Lines before the one containing "Would you mind tagging the paved" are excluded; print that line and every line after it through the end of the material below, exactly.

** Begin Stored rows **

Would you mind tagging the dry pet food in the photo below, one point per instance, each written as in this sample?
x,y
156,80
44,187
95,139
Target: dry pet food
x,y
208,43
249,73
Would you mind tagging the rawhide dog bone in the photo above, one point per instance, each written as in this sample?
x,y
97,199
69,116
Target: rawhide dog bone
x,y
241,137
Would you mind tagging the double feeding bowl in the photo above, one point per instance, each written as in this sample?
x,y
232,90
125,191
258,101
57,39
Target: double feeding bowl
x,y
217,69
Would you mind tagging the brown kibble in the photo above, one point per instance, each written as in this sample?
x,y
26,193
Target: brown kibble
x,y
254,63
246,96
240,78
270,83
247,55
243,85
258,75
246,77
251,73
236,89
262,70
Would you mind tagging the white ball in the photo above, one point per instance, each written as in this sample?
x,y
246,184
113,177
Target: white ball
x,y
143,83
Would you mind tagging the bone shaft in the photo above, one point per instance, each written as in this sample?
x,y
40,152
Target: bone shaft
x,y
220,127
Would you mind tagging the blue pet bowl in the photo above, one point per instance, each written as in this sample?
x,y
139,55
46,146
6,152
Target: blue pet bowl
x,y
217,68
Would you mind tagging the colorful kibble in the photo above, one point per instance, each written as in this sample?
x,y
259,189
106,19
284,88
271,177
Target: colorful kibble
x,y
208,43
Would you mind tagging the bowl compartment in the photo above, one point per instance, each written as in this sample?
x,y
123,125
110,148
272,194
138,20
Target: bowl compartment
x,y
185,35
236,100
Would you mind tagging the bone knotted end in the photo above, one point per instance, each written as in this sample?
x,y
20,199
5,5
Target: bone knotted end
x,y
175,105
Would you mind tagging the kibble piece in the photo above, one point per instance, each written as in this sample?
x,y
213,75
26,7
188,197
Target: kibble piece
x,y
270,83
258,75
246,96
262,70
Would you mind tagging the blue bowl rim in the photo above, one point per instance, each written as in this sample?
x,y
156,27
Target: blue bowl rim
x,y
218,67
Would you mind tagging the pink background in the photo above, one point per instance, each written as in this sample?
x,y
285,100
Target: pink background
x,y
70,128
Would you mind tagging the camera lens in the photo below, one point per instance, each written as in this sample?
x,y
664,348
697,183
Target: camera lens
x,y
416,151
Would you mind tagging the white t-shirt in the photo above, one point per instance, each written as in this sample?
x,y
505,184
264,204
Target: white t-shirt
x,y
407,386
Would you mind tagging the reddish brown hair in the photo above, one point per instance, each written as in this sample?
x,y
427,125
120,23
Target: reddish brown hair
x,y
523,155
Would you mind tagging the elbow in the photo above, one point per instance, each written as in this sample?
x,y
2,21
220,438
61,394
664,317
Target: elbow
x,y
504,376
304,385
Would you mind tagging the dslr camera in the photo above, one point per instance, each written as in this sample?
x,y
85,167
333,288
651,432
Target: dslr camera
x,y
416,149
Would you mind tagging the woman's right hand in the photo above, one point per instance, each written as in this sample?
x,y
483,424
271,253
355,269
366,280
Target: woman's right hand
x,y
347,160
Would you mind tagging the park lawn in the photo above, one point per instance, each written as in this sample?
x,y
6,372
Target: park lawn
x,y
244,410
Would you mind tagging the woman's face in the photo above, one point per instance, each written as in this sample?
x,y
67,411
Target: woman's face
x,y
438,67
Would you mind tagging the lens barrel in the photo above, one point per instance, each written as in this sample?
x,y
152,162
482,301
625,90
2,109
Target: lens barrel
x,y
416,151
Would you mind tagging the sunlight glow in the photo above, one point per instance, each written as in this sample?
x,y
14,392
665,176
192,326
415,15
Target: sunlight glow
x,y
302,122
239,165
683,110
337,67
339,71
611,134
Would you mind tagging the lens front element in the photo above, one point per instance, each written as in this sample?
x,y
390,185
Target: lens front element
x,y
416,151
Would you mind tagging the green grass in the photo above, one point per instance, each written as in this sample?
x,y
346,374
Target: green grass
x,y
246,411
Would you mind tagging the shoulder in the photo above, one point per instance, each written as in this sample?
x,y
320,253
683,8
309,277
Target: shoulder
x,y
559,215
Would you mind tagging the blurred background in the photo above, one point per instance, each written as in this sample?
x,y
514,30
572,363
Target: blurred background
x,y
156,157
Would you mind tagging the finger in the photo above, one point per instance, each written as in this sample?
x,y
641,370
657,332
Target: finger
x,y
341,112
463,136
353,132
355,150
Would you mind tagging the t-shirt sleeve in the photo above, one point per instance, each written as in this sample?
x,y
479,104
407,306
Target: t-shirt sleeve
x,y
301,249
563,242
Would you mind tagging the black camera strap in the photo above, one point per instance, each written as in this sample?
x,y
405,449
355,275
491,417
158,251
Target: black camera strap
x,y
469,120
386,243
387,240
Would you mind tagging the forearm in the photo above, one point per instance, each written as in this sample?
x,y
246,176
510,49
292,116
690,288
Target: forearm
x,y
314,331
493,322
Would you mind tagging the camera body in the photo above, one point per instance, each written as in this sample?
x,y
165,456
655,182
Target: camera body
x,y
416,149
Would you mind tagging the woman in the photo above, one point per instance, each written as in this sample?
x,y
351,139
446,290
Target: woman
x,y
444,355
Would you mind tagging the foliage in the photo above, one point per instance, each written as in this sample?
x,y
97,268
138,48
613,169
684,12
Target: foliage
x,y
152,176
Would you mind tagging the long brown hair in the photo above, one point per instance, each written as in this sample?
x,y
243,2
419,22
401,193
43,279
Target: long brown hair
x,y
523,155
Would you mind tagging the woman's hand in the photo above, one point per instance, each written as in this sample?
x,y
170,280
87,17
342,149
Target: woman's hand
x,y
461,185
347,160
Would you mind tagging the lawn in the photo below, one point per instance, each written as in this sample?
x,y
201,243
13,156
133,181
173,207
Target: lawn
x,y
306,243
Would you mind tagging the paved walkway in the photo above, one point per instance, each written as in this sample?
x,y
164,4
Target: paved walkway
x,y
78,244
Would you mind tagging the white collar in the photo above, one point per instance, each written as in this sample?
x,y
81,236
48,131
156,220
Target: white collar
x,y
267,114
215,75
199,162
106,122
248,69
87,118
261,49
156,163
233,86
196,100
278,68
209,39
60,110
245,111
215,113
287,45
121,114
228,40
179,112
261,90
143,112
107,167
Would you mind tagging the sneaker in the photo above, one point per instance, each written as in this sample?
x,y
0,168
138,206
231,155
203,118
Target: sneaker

** End Stored rows **

### Result
Would you mind tagging the paved walkway in the photo above, one point per instance, each written as in this sample?
x,y
164,4
Target: paved walkway
x,y
78,244
Would you mind tagging the white collar in the photo above, one point per instance, each written as in this sample?
x,y
81,236
48,131
156,220
Target: white collar
x,y
267,114
215,75
199,162
106,122
248,69
87,118
261,49
156,163
233,86
196,100
278,68
209,39
60,110
245,111
215,113
287,45
121,114
228,40
179,112
261,90
143,112
107,167
Would you mind tagging the sneaker in the photo above, one point per instance, each written as in this sample?
x,y
0,168
138,206
231,155
203,118
Target: sneaker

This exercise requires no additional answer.